Task goal: Gather every line in the records below that contains the string "potted".

-- Data to use start --

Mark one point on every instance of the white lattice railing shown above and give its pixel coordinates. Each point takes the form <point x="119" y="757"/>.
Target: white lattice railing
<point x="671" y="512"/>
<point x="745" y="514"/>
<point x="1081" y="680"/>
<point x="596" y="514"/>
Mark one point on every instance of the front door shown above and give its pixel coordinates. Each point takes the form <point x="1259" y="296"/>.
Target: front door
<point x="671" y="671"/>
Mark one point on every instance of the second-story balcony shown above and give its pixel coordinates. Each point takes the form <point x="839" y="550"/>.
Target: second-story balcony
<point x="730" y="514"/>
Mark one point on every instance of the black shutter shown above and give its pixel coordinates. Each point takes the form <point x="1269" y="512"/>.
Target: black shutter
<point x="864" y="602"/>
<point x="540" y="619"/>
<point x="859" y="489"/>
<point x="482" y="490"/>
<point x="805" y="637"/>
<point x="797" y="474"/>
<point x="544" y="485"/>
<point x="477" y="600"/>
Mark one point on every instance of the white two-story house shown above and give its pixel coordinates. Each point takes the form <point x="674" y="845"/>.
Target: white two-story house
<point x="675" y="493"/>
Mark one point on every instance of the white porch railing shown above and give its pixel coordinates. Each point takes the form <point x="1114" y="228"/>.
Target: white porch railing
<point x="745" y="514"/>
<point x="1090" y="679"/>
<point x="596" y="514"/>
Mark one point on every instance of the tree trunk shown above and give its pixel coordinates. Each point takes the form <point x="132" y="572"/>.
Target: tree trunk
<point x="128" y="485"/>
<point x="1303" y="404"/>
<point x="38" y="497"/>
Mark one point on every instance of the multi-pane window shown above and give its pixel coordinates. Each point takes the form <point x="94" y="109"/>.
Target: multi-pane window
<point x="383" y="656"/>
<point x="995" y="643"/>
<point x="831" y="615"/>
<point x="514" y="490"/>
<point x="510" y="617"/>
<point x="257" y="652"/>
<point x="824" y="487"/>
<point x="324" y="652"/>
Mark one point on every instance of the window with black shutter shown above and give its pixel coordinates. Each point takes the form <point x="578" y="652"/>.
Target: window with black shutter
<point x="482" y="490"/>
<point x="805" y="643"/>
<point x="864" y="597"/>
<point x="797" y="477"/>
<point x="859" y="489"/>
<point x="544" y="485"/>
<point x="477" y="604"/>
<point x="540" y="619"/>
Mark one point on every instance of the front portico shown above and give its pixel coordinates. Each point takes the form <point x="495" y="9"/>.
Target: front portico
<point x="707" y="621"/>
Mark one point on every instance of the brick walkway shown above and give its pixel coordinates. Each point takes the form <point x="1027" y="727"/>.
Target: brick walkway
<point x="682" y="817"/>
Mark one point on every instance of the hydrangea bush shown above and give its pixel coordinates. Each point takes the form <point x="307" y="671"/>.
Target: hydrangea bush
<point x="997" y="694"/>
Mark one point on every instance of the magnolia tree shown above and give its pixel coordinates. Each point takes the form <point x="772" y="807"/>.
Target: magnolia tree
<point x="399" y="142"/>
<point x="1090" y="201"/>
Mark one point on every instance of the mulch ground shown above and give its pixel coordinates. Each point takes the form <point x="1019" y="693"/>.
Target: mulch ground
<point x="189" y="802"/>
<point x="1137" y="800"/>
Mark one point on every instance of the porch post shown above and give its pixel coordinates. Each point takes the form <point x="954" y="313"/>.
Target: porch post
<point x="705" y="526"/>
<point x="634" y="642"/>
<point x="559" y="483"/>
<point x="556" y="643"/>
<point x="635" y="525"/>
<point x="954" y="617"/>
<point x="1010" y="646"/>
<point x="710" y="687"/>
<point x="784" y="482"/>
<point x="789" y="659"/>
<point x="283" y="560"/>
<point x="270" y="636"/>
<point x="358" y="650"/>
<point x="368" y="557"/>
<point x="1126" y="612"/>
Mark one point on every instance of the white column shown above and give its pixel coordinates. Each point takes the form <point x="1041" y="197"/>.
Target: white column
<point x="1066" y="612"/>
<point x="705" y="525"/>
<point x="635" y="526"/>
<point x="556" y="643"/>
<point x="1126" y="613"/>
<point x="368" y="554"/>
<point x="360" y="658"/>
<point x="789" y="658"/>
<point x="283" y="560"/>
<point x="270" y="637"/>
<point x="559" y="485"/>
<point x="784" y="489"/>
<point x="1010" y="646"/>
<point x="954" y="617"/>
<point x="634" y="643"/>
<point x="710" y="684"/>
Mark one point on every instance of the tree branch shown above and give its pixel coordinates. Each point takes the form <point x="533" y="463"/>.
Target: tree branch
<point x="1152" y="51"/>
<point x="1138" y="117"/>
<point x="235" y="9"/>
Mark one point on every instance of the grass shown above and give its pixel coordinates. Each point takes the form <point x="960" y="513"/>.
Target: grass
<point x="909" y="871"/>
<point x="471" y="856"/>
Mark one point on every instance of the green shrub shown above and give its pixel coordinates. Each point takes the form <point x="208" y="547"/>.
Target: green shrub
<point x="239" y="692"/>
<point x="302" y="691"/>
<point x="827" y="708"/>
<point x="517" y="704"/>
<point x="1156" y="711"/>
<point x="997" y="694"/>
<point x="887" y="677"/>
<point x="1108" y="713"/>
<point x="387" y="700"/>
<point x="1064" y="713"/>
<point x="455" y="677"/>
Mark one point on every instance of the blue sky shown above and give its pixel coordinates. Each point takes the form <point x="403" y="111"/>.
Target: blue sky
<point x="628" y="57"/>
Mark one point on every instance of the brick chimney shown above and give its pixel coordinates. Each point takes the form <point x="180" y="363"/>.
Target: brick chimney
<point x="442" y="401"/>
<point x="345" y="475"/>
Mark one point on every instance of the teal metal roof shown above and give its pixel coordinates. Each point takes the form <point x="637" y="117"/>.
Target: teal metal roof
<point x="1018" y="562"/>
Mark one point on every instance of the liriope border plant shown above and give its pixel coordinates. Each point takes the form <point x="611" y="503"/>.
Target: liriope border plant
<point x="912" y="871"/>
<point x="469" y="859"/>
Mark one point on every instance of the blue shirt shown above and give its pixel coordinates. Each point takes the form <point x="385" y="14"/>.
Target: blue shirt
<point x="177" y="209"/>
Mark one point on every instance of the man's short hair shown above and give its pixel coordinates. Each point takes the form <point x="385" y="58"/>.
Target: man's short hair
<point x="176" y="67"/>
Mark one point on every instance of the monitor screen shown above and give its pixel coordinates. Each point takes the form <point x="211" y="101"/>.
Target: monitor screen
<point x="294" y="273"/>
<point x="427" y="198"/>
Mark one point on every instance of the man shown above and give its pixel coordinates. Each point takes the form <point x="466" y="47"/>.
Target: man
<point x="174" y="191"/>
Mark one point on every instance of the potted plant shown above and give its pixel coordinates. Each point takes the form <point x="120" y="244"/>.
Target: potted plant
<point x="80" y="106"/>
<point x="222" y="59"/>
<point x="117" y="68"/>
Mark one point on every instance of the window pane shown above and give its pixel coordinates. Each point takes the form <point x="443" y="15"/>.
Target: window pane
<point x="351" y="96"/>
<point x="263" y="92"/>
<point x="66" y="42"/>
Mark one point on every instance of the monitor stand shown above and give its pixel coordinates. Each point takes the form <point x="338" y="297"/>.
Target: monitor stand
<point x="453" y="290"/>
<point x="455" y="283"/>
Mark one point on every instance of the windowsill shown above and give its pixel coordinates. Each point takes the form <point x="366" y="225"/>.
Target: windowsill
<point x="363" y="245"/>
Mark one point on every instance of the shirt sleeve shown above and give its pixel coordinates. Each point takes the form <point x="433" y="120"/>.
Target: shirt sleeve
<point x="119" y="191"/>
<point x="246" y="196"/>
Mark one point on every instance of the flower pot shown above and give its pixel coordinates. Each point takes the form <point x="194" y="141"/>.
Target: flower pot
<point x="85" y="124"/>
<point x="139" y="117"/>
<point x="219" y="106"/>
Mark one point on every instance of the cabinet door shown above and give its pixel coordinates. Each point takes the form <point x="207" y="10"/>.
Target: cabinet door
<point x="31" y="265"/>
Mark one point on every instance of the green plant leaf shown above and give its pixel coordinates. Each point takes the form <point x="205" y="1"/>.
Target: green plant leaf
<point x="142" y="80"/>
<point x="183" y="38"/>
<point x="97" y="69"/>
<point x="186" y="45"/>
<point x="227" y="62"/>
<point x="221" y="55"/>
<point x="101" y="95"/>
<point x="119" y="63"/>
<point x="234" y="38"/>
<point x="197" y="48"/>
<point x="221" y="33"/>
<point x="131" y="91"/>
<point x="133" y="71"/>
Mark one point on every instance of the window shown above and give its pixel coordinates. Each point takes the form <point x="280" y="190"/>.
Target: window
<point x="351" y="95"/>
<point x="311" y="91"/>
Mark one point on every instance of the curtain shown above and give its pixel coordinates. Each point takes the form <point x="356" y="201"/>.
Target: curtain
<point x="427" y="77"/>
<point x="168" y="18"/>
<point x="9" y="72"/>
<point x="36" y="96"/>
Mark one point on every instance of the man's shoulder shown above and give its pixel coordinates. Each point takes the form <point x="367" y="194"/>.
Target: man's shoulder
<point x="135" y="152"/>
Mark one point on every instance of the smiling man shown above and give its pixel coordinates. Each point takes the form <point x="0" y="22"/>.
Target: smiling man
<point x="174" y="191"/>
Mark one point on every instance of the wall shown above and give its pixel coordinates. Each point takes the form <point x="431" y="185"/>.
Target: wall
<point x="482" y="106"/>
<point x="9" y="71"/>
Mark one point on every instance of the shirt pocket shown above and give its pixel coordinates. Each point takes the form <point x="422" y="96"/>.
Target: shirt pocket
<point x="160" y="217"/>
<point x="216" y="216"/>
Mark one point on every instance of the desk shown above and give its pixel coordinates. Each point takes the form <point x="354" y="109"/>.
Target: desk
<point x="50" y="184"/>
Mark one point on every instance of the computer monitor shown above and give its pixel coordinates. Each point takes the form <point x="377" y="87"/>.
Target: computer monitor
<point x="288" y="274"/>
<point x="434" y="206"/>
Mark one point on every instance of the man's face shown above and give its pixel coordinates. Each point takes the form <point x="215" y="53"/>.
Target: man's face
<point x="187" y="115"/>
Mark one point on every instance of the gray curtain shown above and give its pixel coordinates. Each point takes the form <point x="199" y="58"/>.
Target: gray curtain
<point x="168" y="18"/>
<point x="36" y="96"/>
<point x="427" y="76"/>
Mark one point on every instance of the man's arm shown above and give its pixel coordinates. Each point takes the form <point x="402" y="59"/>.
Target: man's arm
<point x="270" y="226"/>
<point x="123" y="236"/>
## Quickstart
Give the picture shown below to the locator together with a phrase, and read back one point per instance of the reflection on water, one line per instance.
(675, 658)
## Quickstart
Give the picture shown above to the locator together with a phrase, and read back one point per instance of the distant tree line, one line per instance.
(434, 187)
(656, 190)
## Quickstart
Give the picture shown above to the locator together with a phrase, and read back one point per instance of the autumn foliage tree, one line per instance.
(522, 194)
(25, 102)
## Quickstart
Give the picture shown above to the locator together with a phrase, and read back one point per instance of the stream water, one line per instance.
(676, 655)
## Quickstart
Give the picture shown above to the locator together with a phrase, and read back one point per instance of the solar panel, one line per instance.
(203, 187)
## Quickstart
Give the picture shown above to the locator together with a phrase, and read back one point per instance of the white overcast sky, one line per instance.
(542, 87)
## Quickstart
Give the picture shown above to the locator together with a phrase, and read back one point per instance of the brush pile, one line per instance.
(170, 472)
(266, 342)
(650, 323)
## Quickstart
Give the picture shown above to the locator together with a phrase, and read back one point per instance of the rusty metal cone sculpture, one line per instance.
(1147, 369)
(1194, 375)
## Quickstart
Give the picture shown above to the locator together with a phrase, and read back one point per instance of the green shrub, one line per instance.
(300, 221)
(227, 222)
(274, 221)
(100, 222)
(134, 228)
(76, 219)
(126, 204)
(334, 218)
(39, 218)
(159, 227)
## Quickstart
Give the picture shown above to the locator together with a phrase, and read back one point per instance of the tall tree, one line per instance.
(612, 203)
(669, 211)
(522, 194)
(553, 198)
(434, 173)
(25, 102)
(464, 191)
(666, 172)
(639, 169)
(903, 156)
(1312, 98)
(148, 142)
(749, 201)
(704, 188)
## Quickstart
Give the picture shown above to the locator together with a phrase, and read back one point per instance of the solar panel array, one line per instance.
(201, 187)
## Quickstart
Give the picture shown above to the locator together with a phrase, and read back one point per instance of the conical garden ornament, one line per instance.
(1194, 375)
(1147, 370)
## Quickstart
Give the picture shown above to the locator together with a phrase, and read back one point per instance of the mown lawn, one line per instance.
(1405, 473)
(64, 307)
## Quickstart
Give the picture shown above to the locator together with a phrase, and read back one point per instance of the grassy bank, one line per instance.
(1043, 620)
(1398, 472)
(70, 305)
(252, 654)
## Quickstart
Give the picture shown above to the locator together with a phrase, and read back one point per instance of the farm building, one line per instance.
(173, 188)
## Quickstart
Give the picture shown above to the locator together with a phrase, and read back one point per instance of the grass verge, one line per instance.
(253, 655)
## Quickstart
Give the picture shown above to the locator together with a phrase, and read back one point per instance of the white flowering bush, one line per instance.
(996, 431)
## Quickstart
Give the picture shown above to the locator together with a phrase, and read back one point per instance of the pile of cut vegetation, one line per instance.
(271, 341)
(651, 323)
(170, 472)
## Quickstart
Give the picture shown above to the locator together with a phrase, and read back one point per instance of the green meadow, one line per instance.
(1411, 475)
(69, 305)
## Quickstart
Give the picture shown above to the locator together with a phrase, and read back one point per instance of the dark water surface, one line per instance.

-- Data to use end --

Written response:
Mark one point on every instance of the potted plant shown above and give its pixel coordinates. Each point takes the form <point x="120" y="244"/>.
Target: potted plant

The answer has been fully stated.